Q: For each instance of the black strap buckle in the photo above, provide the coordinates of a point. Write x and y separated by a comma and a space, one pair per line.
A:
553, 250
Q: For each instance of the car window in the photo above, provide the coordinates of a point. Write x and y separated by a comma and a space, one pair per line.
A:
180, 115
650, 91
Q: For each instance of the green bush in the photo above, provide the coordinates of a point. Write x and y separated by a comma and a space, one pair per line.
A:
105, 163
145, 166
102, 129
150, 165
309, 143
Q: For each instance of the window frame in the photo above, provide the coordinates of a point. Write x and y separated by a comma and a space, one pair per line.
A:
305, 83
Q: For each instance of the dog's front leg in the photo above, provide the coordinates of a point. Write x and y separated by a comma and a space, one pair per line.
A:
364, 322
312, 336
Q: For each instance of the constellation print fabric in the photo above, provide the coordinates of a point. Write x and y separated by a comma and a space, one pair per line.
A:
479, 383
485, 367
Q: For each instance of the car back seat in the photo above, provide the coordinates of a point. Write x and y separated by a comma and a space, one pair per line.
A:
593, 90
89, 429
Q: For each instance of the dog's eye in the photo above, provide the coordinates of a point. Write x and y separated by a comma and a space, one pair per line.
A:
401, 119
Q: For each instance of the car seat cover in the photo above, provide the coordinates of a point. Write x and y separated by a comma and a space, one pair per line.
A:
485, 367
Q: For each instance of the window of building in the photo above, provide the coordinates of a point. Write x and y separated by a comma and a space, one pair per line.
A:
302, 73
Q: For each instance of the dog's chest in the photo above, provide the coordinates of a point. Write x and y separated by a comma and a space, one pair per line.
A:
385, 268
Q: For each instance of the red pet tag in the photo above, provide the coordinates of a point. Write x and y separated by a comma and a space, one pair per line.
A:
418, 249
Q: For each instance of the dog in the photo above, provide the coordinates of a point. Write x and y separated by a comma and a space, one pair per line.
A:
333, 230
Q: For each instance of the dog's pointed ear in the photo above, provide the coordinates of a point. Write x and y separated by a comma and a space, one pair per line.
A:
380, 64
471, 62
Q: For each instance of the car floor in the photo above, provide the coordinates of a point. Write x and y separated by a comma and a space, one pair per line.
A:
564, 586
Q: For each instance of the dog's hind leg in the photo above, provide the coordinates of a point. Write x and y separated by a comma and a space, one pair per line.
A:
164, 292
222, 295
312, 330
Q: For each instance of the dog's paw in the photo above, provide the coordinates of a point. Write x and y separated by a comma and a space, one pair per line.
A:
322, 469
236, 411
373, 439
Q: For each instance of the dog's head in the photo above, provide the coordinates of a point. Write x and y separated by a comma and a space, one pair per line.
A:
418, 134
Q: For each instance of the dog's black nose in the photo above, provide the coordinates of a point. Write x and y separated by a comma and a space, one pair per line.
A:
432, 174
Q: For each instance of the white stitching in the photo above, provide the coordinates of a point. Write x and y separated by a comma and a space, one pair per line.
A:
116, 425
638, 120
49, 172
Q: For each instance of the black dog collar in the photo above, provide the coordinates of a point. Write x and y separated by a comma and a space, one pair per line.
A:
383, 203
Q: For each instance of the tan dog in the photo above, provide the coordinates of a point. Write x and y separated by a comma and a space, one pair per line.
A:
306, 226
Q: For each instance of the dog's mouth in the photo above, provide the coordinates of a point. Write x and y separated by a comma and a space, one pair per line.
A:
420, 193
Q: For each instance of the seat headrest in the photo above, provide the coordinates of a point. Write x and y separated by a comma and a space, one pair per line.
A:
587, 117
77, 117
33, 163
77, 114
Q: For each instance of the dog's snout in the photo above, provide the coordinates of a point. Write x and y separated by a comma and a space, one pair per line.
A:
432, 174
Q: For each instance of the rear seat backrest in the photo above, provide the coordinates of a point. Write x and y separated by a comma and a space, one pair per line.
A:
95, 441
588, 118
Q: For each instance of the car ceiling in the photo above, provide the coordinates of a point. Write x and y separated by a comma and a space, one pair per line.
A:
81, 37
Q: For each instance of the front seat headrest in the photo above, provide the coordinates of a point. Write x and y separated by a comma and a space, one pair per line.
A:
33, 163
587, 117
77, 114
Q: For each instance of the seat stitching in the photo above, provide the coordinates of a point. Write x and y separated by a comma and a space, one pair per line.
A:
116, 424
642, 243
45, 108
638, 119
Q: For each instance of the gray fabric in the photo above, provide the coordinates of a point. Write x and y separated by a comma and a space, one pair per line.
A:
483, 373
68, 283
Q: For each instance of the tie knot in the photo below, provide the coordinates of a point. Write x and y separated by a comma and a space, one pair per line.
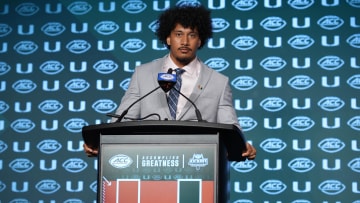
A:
179, 71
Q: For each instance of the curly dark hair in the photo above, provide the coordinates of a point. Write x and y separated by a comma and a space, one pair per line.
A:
189, 17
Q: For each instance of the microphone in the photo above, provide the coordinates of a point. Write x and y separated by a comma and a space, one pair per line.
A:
166, 82
197, 112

_REQUIRED ACTION_
Without including any picture, reproduce all of the material exactly.

_EXERCISE ANSWER_
Q: For each instance of the black strap buckle in the photo above, provide the coordinates of a point. Write x and y separated by a comma and a space, one pair per line.
A:
553, 250
Q: For each instance of the car window in the photo above, provide the coordinates of a point. Write x and y separated by a comma and a space, one pair per line.
A:
180, 115
650, 91
Q: For each instance of the green bush in the photo above, provide the coordinates of a point. Write x and y separated by a comma and a space, one pair per line.
A:
105, 163
145, 166
102, 129
150, 165
309, 143
Q: For each instance of the window frame in the photo above, provide the coordinates of a point. Write x and y separated by a comma and a space, one pair per line.
A:
305, 83
Q: For each instance of the dog's front leg in the photo above, provide the coordinates of a point. Write x and y separated by a comma and a space, one pair per line.
A:
364, 322
312, 336
Q: For each instance of the constellation print fabric in the photo above, provide the coordinates of a point. Write x and y separated by a comma and a space, one pair per line.
A:
479, 383
485, 367
Q: For each instance of the car back seat in the photo above, provide the coordinates of a point. Write x and y separated by a comma and a space, one pair per line.
A:
593, 90
89, 429
Q: For each instance of the dog's eye in the photo above, provide the coordinates of a point. Write x and y separated by a comma and a space, one pair per line.
A:
401, 119
Q: For each instance of the car seat cover in the photo above, provide the coordinates of a point. Write x and y separated by a comma and a space, one pair per line.
A:
485, 367
Q: For each instance of the window of building in the photo above, provide the coordinates of a point. Write x and y separated by a comma and a space, one pair per line.
A:
302, 73
Q: For each instance of the dog's chest in the photo above, provide the coordinates of a point. Write x and y separated by a comma and a space, one pair per line.
A:
385, 268
Q: For each instance of the red pet tag in the photo above, provide the coordinates of a point. Write x and y separated by a comma and a space, one pair per line.
A:
418, 249
Q: For each instance of the dog in the photo above, provide the coordinates of a point. Write x and y separated by a comma and a space, one pair per line.
A:
333, 230
Q: For each instance of the dog's pointed ear in the photo above, provide the coordinates of a point. Write x and y separated by a comma and a space, one pair per line.
A:
380, 64
471, 62
Q: For each instance of the car floor in the photo above, provide the coordinates of a point. Write x and y separated by a comma and a space, one pair per line.
A:
564, 586
Q: For each instance of the dog's hind leg in the photo above, provide the coordinates of a point. Write x and y separated by a comma and a space, one pair per line.
A:
164, 292
222, 295
312, 330
Q: For each instance of the dog's paw in the photo above, provide the coordinates of a point. Write x and y separated by a comma and a space, one pair per line.
A:
322, 469
236, 411
373, 439
Q: For each instance of the dog's head in the photo above, provide the coordinates of a point. Write x and y separated by a comma and a space, one pair per line.
A:
418, 134
Q: For each instance of the dog's black nose in the photo above, provide the coordinates of a point. Write x and y separated by a comma and a space, one pair per line.
A:
432, 174
Q: For each instance of the white stitching in the photo above, provide the coordinates of a point. Write x and y separated by a comma and a space, one pair per line.
A:
116, 425
638, 120
49, 172
Q: For each instance of the black dog collar in the photo above, provide the coordinates of a point. Write x and y separated by a comma and a space, one pair per line.
A:
383, 203
Q: For each instance of the tan dog in the photo above, provide the coordinates of a point. Write x and y separated by a comma and a space, one pair per line.
A:
306, 226
Q: For each instance of the dog's mouth in the photo above, provide the coordinates of a point. Write x and y separated by a comma and a space, one pair per line.
A:
420, 193
Q: For each instance of the seat headrest in the photo above, provide the coordinates of a point. Write x and y separated by a comma and a space, one pair per line.
A:
587, 117
77, 117
33, 163
77, 114
Q: For each instance of the dog's snout in the photo above, provide the coordinates of a point. Write x and y separated by a comma and a space, one pair per line.
A:
432, 174
Q: For each instance of the rear seat backrest in the photo above, provide the coordinates of a point. Write x and y separated by a comma and a space, one pair per line.
A:
95, 441
588, 118
Q: For each instance of the car ceiling in the photo above, provide the coordinates of a point. Write x and y separated by a comma and a space, one pair per line.
A:
81, 37
Q: For each instance of the front seat headrest in the photo above, provide the coordinates of a point. Write x and y separated by a comma and a space, one pair per line.
A:
33, 163
587, 117
77, 114
Q: For each instance of the seat stitching in the photo above, provide the coordinates of a point. Write x and y separated by a comma and a space, one pair per line.
A:
116, 424
642, 243
45, 108
638, 119
Q: For each instance of the gray fabric in the photo above, provide the coordinates of a point. Write x and y separated by a comma and a space, one pair per line.
A:
483, 373
68, 283
Q: For each instance of the tie knot in the photo below, provide the coordinates of a point. Write x and y separated by a comma and a space, one pair per line.
A:
179, 71
Q: For each instance of the curly dark hair in the photo above, provide the coordinates of a point. Write x and y separated by a comma and a space, one pair per line.
A:
189, 17
Q: For each instance of the microphone in the photo above, provide the coordinates of a point. Write x and y separated by a comma and a space, one pair per line.
A:
166, 82
197, 112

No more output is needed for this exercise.